What this task involves> If a line of the material holds the string "below", please copy it.

-*-*-

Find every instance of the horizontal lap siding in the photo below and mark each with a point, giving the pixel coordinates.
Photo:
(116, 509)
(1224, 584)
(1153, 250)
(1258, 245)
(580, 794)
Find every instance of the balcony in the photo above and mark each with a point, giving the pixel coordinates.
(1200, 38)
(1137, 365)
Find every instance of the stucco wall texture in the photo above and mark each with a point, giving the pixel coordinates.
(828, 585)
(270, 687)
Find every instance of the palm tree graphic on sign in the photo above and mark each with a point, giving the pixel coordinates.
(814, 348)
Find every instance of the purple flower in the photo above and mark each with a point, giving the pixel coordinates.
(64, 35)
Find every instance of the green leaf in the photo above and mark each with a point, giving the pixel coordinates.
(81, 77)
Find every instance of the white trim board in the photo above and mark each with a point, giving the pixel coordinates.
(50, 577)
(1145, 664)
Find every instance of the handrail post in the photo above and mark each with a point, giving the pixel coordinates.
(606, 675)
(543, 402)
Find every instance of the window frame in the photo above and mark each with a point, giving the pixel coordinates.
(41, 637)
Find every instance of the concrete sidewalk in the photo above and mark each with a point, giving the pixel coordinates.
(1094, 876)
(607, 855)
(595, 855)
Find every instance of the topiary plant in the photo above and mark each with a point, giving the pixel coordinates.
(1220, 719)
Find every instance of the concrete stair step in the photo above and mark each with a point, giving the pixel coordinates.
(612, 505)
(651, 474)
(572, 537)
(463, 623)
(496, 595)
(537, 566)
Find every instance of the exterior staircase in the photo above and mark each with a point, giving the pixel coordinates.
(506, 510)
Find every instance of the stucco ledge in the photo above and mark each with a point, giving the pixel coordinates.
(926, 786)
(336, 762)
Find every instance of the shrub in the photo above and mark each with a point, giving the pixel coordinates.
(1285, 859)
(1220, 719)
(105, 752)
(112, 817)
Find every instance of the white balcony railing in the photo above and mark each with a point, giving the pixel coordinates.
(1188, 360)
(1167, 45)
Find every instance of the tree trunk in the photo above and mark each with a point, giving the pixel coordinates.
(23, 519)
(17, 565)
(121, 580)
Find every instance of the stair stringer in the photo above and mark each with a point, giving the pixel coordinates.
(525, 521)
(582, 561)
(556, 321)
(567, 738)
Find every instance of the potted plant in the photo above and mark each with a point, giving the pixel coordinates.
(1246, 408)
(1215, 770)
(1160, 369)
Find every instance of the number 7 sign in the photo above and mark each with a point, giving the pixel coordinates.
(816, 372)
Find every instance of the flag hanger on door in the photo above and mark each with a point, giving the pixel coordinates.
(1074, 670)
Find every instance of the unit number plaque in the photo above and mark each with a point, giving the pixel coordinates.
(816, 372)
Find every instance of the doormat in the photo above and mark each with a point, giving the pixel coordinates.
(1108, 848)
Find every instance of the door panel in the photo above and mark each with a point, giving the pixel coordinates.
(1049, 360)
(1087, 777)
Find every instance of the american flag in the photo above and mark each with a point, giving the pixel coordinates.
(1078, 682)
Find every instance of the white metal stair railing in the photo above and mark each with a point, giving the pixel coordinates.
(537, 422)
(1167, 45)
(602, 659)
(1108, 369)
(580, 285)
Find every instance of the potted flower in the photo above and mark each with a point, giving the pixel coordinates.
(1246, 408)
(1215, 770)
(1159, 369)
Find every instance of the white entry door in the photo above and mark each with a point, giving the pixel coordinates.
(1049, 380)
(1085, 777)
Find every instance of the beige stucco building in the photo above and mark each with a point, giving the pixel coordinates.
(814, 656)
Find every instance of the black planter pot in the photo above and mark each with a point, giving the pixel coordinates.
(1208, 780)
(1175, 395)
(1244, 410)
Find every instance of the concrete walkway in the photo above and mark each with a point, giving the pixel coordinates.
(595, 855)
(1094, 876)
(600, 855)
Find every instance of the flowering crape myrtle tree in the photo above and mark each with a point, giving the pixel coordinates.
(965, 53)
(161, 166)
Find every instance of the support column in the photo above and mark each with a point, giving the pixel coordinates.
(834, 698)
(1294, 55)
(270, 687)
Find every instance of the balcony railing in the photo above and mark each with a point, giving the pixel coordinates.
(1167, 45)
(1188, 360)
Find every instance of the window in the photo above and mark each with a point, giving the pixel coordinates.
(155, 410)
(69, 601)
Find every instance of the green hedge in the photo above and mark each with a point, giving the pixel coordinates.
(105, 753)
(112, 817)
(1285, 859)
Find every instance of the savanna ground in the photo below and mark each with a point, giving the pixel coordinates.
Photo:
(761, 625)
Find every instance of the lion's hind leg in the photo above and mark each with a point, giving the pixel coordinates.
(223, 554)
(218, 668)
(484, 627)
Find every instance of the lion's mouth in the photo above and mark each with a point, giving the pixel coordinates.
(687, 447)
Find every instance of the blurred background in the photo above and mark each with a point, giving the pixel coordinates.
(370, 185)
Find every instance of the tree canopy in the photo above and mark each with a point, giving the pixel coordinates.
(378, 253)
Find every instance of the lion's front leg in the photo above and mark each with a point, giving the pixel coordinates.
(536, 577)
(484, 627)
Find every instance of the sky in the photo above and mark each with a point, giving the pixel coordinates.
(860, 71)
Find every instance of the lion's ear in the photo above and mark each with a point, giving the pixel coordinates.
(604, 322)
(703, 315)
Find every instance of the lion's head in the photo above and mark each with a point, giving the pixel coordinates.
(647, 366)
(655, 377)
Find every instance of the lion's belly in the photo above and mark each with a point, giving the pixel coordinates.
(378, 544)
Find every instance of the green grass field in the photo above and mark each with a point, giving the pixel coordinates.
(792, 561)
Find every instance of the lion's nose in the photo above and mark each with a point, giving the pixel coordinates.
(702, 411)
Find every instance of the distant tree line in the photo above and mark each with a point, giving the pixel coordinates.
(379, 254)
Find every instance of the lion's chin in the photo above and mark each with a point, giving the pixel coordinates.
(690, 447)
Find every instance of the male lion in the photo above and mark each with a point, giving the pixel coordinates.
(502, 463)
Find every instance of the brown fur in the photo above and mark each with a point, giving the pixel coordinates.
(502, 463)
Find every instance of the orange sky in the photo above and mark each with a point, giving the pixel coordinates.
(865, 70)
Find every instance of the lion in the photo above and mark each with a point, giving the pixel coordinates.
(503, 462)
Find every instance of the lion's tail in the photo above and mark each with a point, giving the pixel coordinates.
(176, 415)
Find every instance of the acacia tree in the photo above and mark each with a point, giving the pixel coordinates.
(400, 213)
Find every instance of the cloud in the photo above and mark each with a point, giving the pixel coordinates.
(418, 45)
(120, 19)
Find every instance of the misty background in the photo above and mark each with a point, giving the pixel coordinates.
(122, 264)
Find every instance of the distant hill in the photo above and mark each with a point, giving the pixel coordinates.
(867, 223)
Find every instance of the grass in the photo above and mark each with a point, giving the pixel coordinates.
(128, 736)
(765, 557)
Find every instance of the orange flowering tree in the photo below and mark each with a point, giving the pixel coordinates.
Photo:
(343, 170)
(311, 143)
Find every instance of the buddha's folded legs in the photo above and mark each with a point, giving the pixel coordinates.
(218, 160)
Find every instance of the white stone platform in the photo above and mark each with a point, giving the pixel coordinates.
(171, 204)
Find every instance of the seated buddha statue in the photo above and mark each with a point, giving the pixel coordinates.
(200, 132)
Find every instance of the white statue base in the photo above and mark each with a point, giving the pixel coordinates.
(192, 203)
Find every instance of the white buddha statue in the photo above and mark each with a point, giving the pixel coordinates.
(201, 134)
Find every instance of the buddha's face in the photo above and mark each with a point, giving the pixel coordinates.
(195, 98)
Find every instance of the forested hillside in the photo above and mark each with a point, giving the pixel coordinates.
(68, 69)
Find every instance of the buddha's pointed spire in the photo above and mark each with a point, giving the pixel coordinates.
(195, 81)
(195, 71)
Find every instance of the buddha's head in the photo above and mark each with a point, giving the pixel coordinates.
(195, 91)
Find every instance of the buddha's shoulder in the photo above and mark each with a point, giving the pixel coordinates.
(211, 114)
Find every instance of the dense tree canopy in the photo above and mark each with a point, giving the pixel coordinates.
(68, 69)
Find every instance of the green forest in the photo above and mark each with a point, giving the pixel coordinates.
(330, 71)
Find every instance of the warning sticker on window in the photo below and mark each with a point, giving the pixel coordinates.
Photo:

-*-*-

Answer for the task>
Find every instance of the horizontal lap siding in the photo below and mark each with a point, giving the pixel coordinates.
Find every instance of the savanna ground in the photo below and mark each with a point, giving the pixel coordinates.
Find every instance of the orange flowering tree in the photo below and mark each with a point, giving the pixel coordinates.
Find every instance of the warning sticker on window in the photo below and mark each with a point, giving the pixel coordinates.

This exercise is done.